» STATED EXERCISE: All the data below goes into the copy word for word, but the pictures don't.

(Data items)
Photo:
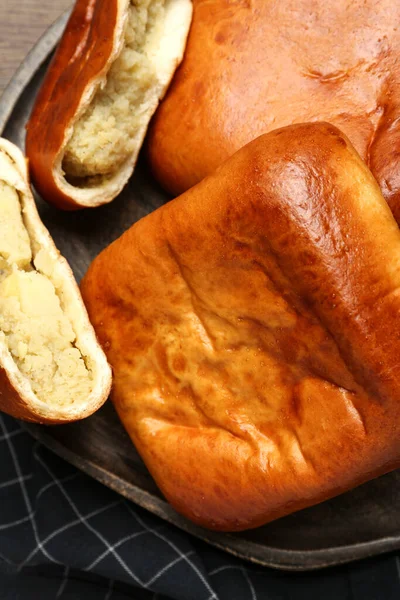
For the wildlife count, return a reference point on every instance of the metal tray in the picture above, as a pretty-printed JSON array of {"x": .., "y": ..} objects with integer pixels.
[{"x": 358, "y": 524}]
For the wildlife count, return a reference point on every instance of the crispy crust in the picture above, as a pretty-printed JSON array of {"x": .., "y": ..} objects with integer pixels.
[
  {"x": 92, "y": 40},
  {"x": 251, "y": 67},
  {"x": 252, "y": 325},
  {"x": 16, "y": 396}
]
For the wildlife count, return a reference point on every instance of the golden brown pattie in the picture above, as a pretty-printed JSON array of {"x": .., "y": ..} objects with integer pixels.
[
  {"x": 253, "y": 329},
  {"x": 251, "y": 67}
]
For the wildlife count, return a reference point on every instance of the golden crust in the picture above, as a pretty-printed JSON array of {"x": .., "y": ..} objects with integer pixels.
[
  {"x": 16, "y": 395},
  {"x": 93, "y": 39},
  {"x": 251, "y": 67},
  {"x": 252, "y": 326}
]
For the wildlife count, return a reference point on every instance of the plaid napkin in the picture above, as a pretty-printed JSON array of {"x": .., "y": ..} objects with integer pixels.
[{"x": 63, "y": 535}]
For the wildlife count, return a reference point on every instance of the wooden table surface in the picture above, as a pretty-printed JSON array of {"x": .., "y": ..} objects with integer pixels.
[{"x": 21, "y": 24}]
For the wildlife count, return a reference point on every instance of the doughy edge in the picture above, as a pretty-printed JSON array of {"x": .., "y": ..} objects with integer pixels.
[
  {"x": 72, "y": 304},
  {"x": 178, "y": 17}
]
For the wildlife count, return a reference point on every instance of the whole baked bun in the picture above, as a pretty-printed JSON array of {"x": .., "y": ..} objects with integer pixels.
[
  {"x": 251, "y": 67},
  {"x": 52, "y": 369},
  {"x": 114, "y": 63},
  {"x": 253, "y": 329}
]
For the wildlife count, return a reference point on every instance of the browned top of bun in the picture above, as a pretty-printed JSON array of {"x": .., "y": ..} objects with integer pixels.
[
  {"x": 251, "y": 67},
  {"x": 114, "y": 63},
  {"x": 84, "y": 53},
  {"x": 252, "y": 326}
]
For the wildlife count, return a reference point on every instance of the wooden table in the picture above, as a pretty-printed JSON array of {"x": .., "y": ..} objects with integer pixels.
[{"x": 22, "y": 22}]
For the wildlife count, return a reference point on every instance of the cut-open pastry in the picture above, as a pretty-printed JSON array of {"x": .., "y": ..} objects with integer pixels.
[
  {"x": 253, "y": 329},
  {"x": 112, "y": 67},
  {"x": 52, "y": 368}
]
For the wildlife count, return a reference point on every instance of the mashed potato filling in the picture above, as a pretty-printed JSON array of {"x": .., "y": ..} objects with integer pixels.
[
  {"x": 105, "y": 136},
  {"x": 33, "y": 324}
]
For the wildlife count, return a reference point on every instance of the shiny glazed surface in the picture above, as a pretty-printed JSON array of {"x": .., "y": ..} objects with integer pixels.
[
  {"x": 252, "y": 327},
  {"x": 254, "y": 66}
]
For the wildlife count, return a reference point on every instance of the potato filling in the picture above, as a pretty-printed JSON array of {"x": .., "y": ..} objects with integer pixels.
[
  {"x": 104, "y": 137},
  {"x": 38, "y": 333}
]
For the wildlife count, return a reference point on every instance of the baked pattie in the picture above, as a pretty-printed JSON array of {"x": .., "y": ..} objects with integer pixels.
[
  {"x": 52, "y": 369},
  {"x": 114, "y": 63},
  {"x": 253, "y": 329},
  {"x": 251, "y": 67}
]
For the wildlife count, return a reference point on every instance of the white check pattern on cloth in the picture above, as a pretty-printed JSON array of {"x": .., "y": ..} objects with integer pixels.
[{"x": 65, "y": 536}]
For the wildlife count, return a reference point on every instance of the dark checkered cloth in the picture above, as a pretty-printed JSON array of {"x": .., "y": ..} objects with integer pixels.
[{"x": 63, "y": 535}]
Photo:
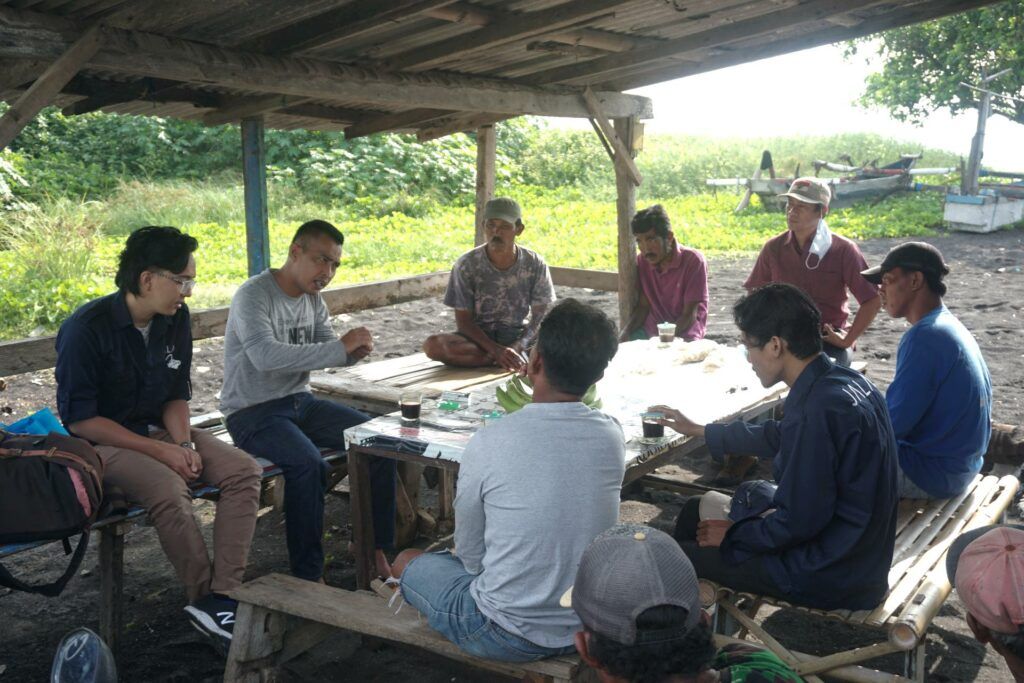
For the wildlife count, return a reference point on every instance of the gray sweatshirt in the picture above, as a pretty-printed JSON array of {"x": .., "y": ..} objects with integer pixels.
[
  {"x": 535, "y": 488},
  {"x": 271, "y": 343}
]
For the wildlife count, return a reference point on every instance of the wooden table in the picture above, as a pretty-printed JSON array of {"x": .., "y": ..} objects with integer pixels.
[{"x": 641, "y": 374}]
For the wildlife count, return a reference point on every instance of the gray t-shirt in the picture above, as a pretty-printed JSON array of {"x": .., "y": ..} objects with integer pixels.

» RESULT OF THE EXERCISE:
Photo:
For the wildlife count, return a reference point on every instance of the metal tray in the picture above, as a pretty-printed JSON array of {"x": .., "y": ..} objects with integer pixels.
[{"x": 358, "y": 524}]
For the wildlife count, return a reference point on every instance of the crispy crust in the picture above, as a pretty-printed JSON array of {"x": .., "y": ..} objects with integer pixels.
[
  {"x": 92, "y": 40},
  {"x": 251, "y": 67},
  {"x": 252, "y": 325},
  {"x": 16, "y": 396}
]
For the wildlife count, return a reference point on every instance of the golden brown pattie in the picture above, as a pretty-printed JSON array of {"x": .., "y": ..} objects with integer pixels.
[
  {"x": 253, "y": 329},
  {"x": 251, "y": 67}
]
For the wildlife count, return a reference point on every instance of the golden crust in the picture above, as a pretty-printed JSON array of {"x": .., "y": ..} objects with integer pixels.
[
  {"x": 16, "y": 395},
  {"x": 93, "y": 39},
  {"x": 251, "y": 67},
  {"x": 252, "y": 326}
]
For the wildlife count, return a reference point on every instance of the plaid napkin in the picture above, as a pretty-printed JSON array of {"x": .., "y": ..} objects with integer pixels.
[{"x": 63, "y": 535}]
For the wildlife count, return a reference point on every instance of the wooden table surface in the picture above, as a pretty-printed JSON array of {"x": .., "y": ..} objects with integer pixels.
[{"x": 21, "y": 24}]
For the wildlife count, return a reference point on every instance of the doughy edge in the picture above, as a pretty-printed JSON array of {"x": .., "y": ..} objects with integer pixels.
[
  {"x": 72, "y": 304},
  {"x": 178, "y": 17}
]
For the wildlife count, return a reference point on every instance of the whole baked bun in the picture above, as a pretty-printed JSON array of {"x": .., "y": ..} objects with integer pixels.
[
  {"x": 251, "y": 67},
  {"x": 52, "y": 369},
  {"x": 114, "y": 63},
  {"x": 253, "y": 329}
]
For the wildlife count, return a reference point on every instance of the browned top of bun in the picture above, as a pretty-printed JSON array of {"x": .., "y": ..} objects with integer pixels.
[
  {"x": 251, "y": 67},
  {"x": 114, "y": 63},
  {"x": 84, "y": 53},
  {"x": 252, "y": 326}
]
For the wildlife count, return a reference point on every instance of the wooden table in the picture above, as a pretty-printed JSON array of {"x": .., "y": ..} objects with integer pixels.
[{"x": 22, "y": 22}]
For the wildlife count, return a reference point on every instance of the cut-open pastry in the picture above, as a pretty-printed JSON array of {"x": .., "y": ..} objects with integer pixels.
[
  {"x": 253, "y": 329},
  {"x": 112, "y": 67},
  {"x": 52, "y": 368}
]
For the wildlife count, return a reference point on every instance of the mashed potato filling in the picture above, as a pretty-printed JSON array of {"x": .., "y": ..} objects with integer pixels.
[
  {"x": 105, "y": 136},
  {"x": 33, "y": 324}
]
For the wildlife count, return a reference point on every instance of the shiny glazed surface in the picture above, as a pretty-printed JSON array of {"x": .., "y": ..} objects with integer pixels.
[
  {"x": 252, "y": 327},
  {"x": 254, "y": 66}
]
For the wildlife count, return a reference point on every instance of the potato filling in the picture above, as a pretty-printed JSON array of {"x": .., "y": ..} objects with integer pixels.
[
  {"x": 104, "y": 137},
  {"x": 38, "y": 333}
]
For the wildlife count, return a reference point on every instance of the baked pattie in the picture above, as a pretty-printed JSON array of {"x": .., "y": ..} objects with integer pixels.
[
  {"x": 52, "y": 369},
  {"x": 114, "y": 63},
  {"x": 253, "y": 329},
  {"x": 251, "y": 67}
]
For the wildlife count, return a reference point on every instance of the white check pattern on cloth in the picture above, as a pretty-printed JSON array of {"x": .., "y": ..} objects with integer pixels.
[{"x": 65, "y": 536}]
For the wildlife count, return a reference point on every instance of the dark checkered cloth in the picture above, as a pretty-printed JSON array of {"x": .., "y": ..} objects with integer pixels.
[{"x": 63, "y": 535}]
Photo:
For the wildlife count, return a reference point on every instance of the gray sweatshirt in the picture above, as a pretty-printed JSON array of {"x": .., "y": ..} objects with integer pixels.
[
  {"x": 535, "y": 488},
  {"x": 271, "y": 343}
]
For the wildlife count, return a reference point on every instance of the wooden table in the picture above, as a pretty-printed JSON array of {"x": .., "y": ..} objects with integer pixels.
[{"x": 641, "y": 374}]
For the wildlife count, return a reference point on every instance of the gray t-shirt in the picture above, as a pretty-printed JSON array of {"x": .., "y": ..} objects with integer pixels.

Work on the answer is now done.